Exercise brief: Continue the piece on the psychiatric effects of steroid drugs, picking up after its last sentence and keeping its voice.

In my second year of psychiatric residency at New York State Psychiatric Institute and Columbia Presbyterian Hospital in New York City, one of the junior faculty members was honored by being mentioned by Professor Laurence Kolb in his textbook on psychiatry.
Steroid drugs were in their infancy in their application to medical practice. This young faculty member, in his consultation work on medical wards of Presbyterian Hospital, came across several patients treated with hydrocortisone who had developed psychological disturbances, though they had no such problems before.
As steroids have been used more and more, their psychological effects have become well established.
Almost all recipients feel more energetic, ambitious and cheerful, some so much so that they become manic, anxiety occurs frequently and depression is also common. In most instances these effects are mild but on higher doses and in susceptible people they can be severe.
The Mayo Clinic says, “Psychiatric adverse effects during systemic corticosteroid therapy are common. ... Although disturbances of mood, cognition, sleep, and behavior as well as frank delirium or even psychosis are possible, the most common adverse effects of short-term corticosteroid therapy are euphoria and hypomania.”
It was well publicized that Trump was treated with dexamethasone during his siege with Covid-19 at Walter Reed National Military Medical Center.
Dexamethasone is a powerful steroid related to cortisone and hydrocortisone. Its use is not well established but there are many hospitals using it in selected cases with considerable success.

Supplied records:
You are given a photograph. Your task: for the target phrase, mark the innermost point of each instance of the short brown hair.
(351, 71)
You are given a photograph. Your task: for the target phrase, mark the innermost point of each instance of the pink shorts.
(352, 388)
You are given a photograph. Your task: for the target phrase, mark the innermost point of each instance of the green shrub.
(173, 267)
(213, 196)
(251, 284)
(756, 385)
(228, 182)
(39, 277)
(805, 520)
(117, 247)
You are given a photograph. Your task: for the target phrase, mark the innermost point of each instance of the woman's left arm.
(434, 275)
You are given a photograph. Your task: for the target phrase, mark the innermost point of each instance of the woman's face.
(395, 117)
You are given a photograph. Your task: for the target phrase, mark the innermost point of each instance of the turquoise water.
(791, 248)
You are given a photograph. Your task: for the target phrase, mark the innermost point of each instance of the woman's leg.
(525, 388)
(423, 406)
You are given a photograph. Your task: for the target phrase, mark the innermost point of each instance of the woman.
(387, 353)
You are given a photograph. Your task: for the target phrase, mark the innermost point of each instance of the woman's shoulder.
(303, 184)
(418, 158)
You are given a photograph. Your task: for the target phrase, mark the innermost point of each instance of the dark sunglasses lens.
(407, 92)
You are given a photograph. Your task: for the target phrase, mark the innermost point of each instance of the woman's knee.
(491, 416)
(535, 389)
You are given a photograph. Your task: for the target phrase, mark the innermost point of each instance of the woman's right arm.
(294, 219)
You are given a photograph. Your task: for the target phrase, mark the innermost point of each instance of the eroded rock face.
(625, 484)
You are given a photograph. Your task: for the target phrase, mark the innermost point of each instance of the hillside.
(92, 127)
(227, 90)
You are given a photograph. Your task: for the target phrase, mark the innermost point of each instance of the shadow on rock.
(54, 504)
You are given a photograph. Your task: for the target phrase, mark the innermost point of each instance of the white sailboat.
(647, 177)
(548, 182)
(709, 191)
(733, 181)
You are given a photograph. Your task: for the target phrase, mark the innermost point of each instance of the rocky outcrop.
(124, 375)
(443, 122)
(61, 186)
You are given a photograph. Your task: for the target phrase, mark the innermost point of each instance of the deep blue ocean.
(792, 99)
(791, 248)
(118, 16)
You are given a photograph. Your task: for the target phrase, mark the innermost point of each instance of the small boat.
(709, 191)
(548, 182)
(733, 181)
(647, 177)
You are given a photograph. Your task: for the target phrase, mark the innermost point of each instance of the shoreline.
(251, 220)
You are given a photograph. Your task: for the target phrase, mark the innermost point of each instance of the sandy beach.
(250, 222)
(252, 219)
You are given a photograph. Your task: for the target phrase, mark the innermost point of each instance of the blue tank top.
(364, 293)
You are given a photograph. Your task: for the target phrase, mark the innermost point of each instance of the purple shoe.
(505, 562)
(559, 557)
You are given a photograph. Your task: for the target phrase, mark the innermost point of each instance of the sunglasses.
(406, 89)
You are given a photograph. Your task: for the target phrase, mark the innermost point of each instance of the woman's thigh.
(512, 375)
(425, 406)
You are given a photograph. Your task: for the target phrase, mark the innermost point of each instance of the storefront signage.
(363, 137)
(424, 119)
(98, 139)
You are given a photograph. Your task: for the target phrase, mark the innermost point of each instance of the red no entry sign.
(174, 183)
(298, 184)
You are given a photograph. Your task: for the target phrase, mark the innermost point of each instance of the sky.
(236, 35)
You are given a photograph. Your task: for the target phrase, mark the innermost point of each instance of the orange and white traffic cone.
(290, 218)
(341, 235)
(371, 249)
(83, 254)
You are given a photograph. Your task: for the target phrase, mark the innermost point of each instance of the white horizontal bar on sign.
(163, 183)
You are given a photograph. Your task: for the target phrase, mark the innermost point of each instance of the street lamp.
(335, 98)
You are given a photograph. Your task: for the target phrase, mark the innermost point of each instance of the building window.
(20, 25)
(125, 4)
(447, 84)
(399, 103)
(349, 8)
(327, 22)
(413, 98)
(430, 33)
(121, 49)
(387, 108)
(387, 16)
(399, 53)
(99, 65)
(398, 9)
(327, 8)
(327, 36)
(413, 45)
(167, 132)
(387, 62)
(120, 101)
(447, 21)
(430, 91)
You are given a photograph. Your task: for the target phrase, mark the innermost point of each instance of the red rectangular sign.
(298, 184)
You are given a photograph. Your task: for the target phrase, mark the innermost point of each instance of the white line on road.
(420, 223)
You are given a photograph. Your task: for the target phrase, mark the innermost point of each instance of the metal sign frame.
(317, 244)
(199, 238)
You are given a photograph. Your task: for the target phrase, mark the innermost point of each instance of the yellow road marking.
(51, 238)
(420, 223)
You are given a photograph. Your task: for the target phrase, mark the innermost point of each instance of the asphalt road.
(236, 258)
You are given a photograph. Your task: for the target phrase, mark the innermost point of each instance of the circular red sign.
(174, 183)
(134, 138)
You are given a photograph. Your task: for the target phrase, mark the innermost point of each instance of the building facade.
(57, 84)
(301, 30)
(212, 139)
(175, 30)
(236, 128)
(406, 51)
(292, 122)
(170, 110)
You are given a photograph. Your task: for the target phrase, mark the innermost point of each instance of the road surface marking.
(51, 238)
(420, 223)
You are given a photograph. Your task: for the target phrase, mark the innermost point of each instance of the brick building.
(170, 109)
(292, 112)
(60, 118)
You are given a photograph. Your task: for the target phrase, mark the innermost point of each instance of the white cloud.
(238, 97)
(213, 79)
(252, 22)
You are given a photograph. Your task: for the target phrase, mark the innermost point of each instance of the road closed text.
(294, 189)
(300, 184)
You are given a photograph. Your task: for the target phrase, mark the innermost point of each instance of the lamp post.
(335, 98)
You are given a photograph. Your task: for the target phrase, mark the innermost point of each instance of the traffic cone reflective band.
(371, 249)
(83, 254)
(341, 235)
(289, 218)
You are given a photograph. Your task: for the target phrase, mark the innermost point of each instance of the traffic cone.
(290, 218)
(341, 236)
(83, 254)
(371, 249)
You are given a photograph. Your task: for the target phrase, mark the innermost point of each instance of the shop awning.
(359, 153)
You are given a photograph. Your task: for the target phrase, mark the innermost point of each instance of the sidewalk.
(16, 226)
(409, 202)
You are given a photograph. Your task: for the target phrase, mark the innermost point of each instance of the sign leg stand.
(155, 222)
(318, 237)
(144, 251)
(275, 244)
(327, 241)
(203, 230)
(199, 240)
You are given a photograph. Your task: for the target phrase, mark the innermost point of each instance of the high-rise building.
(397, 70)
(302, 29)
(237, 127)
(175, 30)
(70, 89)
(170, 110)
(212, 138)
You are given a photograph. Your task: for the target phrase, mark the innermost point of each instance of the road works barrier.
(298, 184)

Expected answer:
The details of President Trump’s Covid hospitalization are not available to us. We do know that he suffered from a disease known to produce mental impairment and that he was treated with a medication well known to produce psychiatric aberrations.
We also have watched his almost manic burst of energy after this illness and most of us have judged his performance in Washington, inciting a gigantic crowd to attack the Capitol building, as irrational, perhaps megalomanic.
All of this might be excused as symptomatic of the terrible illness Covid-19, which he has been fortunate to survive, though many others have not.
I do not presume an understanding of the particulars of Trump’s illness. But whether or not this heinous behavior was caused or promoted by this illness, many of us would be willing to give him the benefit of the doubt if he would quickly step aside, using temporary insanity as his cover.
Dr. Larry Beahan, of Amherst, is a retired psychiatrist.